#### Problem description
Convert the rows below, from the line containing "Trace the outline of every instance of the <item>bokeh" through the line containing "MULTIPOLYGON (((209 23, 225", into a JSON list of strings with one string per line. Include both of those lines, leave out blank lines, and cover nothing outside that span.

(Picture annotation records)
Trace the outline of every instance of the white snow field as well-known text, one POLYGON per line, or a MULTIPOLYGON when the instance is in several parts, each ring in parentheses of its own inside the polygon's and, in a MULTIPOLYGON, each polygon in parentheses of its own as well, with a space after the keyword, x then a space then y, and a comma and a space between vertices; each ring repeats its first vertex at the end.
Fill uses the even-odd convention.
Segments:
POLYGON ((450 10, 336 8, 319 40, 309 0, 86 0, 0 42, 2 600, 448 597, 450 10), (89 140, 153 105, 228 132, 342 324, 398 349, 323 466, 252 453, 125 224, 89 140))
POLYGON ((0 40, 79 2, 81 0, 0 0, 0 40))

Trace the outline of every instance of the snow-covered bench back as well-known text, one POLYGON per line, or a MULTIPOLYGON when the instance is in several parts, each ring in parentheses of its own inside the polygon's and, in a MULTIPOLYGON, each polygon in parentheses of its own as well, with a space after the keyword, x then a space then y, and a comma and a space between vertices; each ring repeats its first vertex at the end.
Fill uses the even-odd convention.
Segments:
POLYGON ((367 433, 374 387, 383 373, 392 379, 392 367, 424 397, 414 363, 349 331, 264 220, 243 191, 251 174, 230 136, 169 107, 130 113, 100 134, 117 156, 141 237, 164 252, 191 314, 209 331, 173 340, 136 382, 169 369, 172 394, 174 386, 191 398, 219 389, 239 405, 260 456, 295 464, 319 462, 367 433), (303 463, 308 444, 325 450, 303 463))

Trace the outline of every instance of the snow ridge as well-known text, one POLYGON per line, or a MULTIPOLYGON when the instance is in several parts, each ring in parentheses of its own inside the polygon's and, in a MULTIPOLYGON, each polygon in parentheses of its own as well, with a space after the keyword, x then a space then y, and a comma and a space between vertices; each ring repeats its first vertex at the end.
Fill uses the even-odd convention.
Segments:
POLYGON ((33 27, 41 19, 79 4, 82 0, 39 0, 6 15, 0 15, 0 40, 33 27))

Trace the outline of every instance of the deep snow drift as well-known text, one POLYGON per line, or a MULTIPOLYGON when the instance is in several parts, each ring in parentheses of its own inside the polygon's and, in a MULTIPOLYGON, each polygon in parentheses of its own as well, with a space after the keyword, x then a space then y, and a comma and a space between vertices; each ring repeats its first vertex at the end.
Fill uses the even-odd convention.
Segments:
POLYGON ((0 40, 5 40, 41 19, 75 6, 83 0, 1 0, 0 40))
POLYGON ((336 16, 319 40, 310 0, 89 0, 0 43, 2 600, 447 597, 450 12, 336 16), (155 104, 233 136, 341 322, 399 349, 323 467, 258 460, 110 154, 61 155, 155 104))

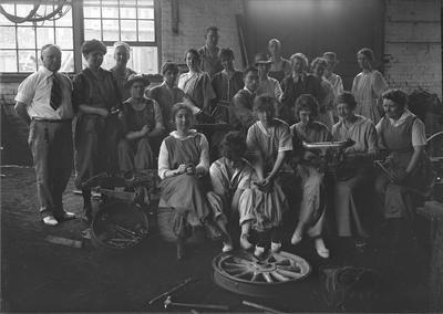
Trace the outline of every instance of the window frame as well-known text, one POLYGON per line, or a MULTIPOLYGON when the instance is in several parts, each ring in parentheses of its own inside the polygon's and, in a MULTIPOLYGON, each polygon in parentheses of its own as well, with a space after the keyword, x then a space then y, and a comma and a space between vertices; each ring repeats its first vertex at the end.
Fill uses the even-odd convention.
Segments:
MULTIPOLYGON (((137 0, 141 1, 141 0, 137 0)), ((161 55, 162 55, 162 38, 161 38, 161 0, 153 0, 154 7, 154 41, 142 41, 142 42, 133 42, 128 41, 131 46, 156 46, 157 48, 157 71, 159 72, 161 67, 161 55)), ((8 1, 11 4, 17 3, 20 4, 22 2, 17 1, 8 1)), ((7 4, 7 3, 4 3, 7 4)), ((73 76, 80 71, 82 71, 82 53, 81 46, 84 42, 84 15, 83 15, 83 0, 72 0, 71 11, 72 11, 72 30, 73 30, 73 55, 74 55, 74 72, 68 72, 69 76, 73 76)), ((101 19, 102 20, 102 19, 101 19)), ((54 25, 54 30, 56 27, 54 25)), ((17 30, 17 29, 16 29, 17 30)), ((107 46, 113 45, 114 41, 103 41, 103 43, 107 46)), ((37 48, 37 55, 40 57, 40 48, 37 48)), ((17 51, 17 48, 14 49, 17 51)), ((18 61, 17 61, 18 62, 18 61)), ((20 83, 25 77, 28 77, 33 72, 0 72, 0 83, 20 83)))

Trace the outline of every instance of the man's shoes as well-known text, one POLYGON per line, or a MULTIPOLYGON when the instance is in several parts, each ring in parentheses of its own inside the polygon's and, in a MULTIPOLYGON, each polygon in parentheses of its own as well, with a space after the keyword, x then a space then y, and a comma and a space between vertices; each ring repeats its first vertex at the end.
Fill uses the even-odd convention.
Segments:
POLYGON ((70 212, 70 211, 63 211, 62 214, 56 216, 56 220, 59 220, 59 221, 72 220, 72 219, 75 219, 75 218, 76 218, 75 213, 70 212))
POLYGON ((249 234, 246 233, 240 236, 240 247, 246 251, 253 249, 253 244, 249 242, 248 238, 249 234))
POLYGON ((280 242, 270 242, 270 251, 272 253, 279 252, 281 249, 281 243, 280 242))
POLYGON ((59 224, 59 221, 52 214, 43 217, 42 220, 43 220, 44 224, 47 224, 47 226, 54 227, 54 226, 59 224))
POLYGON ((256 245, 256 249, 254 250, 254 255, 259 259, 262 257, 262 254, 265 254, 265 248, 256 245))

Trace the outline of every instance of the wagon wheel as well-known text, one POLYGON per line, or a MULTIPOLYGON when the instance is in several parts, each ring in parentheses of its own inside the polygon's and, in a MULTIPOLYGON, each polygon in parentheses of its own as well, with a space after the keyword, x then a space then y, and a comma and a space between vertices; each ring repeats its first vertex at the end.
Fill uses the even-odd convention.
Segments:
POLYGON ((247 295, 266 295, 278 286, 308 276, 310 265, 302 258, 288 252, 269 252, 258 260, 244 251, 223 253, 213 261, 214 279, 220 286, 247 295))

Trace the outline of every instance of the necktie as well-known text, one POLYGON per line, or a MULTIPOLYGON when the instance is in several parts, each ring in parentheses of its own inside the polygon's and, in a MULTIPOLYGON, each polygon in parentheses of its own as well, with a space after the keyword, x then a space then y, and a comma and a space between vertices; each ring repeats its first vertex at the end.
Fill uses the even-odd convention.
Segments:
POLYGON ((52 78, 52 87, 51 87, 51 100, 50 105, 51 107, 56 111, 61 103, 62 103, 62 88, 60 87, 60 81, 56 78, 55 74, 51 76, 52 78))

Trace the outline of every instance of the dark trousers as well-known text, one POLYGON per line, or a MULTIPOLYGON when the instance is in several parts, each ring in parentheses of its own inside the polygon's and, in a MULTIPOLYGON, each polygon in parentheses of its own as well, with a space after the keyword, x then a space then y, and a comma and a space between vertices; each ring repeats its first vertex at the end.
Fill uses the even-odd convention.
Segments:
POLYGON ((33 119, 29 130, 40 213, 60 216, 63 213, 62 196, 72 170, 72 125, 33 119))

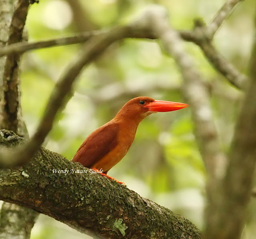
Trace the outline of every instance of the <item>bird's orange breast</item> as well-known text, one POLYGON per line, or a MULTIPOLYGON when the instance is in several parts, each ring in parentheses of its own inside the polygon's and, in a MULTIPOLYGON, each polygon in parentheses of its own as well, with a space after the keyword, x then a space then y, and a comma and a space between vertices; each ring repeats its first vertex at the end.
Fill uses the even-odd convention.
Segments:
POLYGON ((125 155, 130 147, 135 136, 137 126, 120 126, 116 146, 93 164, 91 168, 102 169, 105 173, 117 164, 125 155))

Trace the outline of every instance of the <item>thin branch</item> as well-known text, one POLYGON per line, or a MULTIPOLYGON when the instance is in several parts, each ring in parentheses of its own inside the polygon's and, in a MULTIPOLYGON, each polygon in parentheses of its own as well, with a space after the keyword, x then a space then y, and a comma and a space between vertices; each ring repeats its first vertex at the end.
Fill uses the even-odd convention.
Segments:
POLYGON ((155 7, 145 14, 148 24, 161 40, 164 49, 173 57, 183 77, 184 92, 192 110, 196 134, 207 172, 214 178, 220 176, 218 171, 226 161, 220 147, 218 136, 212 119, 210 97, 202 76, 185 51, 178 32, 168 26, 164 10, 155 7))
POLYGON ((208 36, 212 39, 224 21, 229 16, 235 6, 243 0, 228 0, 219 10, 208 25, 208 36))
POLYGON ((226 77, 230 83, 239 89, 245 90, 246 89, 248 77, 239 72, 227 61, 218 51, 212 42, 202 42, 200 46, 210 63, 217 71, 226 77))
POLYGON ((214 47, 212 40, 217 30, 230 15, 235 6, 242 0, 228 0, 208 25, 201 19, 197 19, 191 31, 181 31, 180 36, 186 41, 195 43, 200 47, 206 59, 213 67, 225 77, 230 83, 238 89, 246 89, 248 77, 239 72, 214 47))
POLYGON ((250 80, 235 127, 226 175, 208 211, 205 236, 208 239, 240 238, 246 218, 256 166, 256 36, 250 80))
MULTIPOLYGON (((0 135, 7 135, 0 136, 0 146, 22 143, 22 138, 11 134, 0 131, 0 135)), ((22 168, 0 170, 0 199, 101 238, 200 238, 199 229, 187 219, 89 170, 41 148, 22 168)))

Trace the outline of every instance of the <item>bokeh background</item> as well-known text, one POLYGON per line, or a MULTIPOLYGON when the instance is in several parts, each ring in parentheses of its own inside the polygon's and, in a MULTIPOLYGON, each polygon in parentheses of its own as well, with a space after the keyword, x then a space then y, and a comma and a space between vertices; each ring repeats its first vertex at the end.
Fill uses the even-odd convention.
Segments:
MULTIPOLYGON (((209 23, 225 2, 40 0, 30 7, 26 30, 29 41, 32 41, 108 28, 129 22, 152 4, 166 8, 170 24, 175 28, 190 30, 195 18, 202 18, 209 23)), ((245 74, 254 33, 255 6, 254 0, 243 1, 218 31, 214 40, 221 54, 245 74)), ((192 43, 184 44, 209 85, 222 146, 227 151, 242 94, 212 68, 198 47, 192 43)), ((22 103, 30 135, 54 84, 82 47, 77 44, 52 47, 23 55, 22 103)), ((186 103, 181 93, 182 81, 175 63, 161 51, 156 41, 126 39, 116 43, 81 72, 44 146, 71 159, 92 131, 112 119, 134 97, 147 96, 186 103)), ((193 129, 189 107, 150 116, 139 126, 126 155, 108 174, 202 229, 207 174, 193 129)), ((244 238, 255 238, 255 206, 252 199, 244 238)), ((40 215, 31 238, 86 237, 40 215)))

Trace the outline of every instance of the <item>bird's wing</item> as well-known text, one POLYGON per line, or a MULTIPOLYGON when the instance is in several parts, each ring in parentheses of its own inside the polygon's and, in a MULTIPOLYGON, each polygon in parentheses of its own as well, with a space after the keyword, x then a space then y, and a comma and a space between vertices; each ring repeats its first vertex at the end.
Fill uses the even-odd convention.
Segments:
POLYGON ((119 126, 106 124, 92 132, 80 146, 72 159, 90 168, 117 144, 119 126))

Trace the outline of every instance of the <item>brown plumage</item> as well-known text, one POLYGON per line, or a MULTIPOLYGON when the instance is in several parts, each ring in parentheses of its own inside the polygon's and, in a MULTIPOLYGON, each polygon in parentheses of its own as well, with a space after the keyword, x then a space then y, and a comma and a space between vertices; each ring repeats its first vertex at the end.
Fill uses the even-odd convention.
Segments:
POLYGON ((126 154, 142 120, 153 113, 187 106, 186 104, 155 101, 146 97, 133 99, 123 106, 113 119, 88 136, 72 160, 87 168, 102 169, 106 174, 126 154))

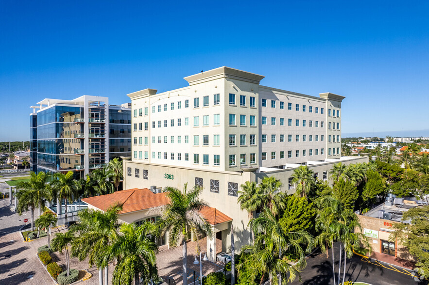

#### Written reply
[
  "Trace the outline of every instance of the <item>bokeh background</item> as well-known text, one POLYGON per line, or a MULTIPOLYGON when the instance is in several parts, each ring in parentheses of its own inside the polygon's and, in a MULTIPOLYGON, each polygon in parentheses of its own as well, with a space after the keyword, x then a space then y, and a comma and a space between vertices; each ring repeats its first vertex at the end.",
  "Fill uses the even-odd convention.",
  "Segments:",
  "MULTIPOLYGON (((209 23, 225 2, 40 0, 30 7, 26 30, 29 41, 32 41, 108 28, 129 22, 152 4, 166 8, 170 24, 175 28, 190 30, 195 18, 202 18, 209 23)), ((245 74, 254 33, 255 6, 254 0, 243 1, 218 31, 214 40, 221 54, 245 74)), ((192 43, 184 44, 209 85, 222 146, 227 151, 242 94, 212 68, 198 47, 192 43)), ((22 103, 30 135, 54 84, 82 47, 77 44, 52 47, 23 55, 22 103)), ((186 103, 181 93, 182 81, 175 63, 161 51, 156 41, 126 39, 116 43, 81 72, 44 146, 71 159, 92 131, 112 119, 134 97, 147 96, 186 103)), ((193 129, 189 107, 150 116, 139 126, 126 155, 108 174, 202 229, 207 174, 193 129)), ((244 238, 255 238, 255 206, 252 199, 244 238)), ((40 215, 31 238, 86 237, 40 215)))"
]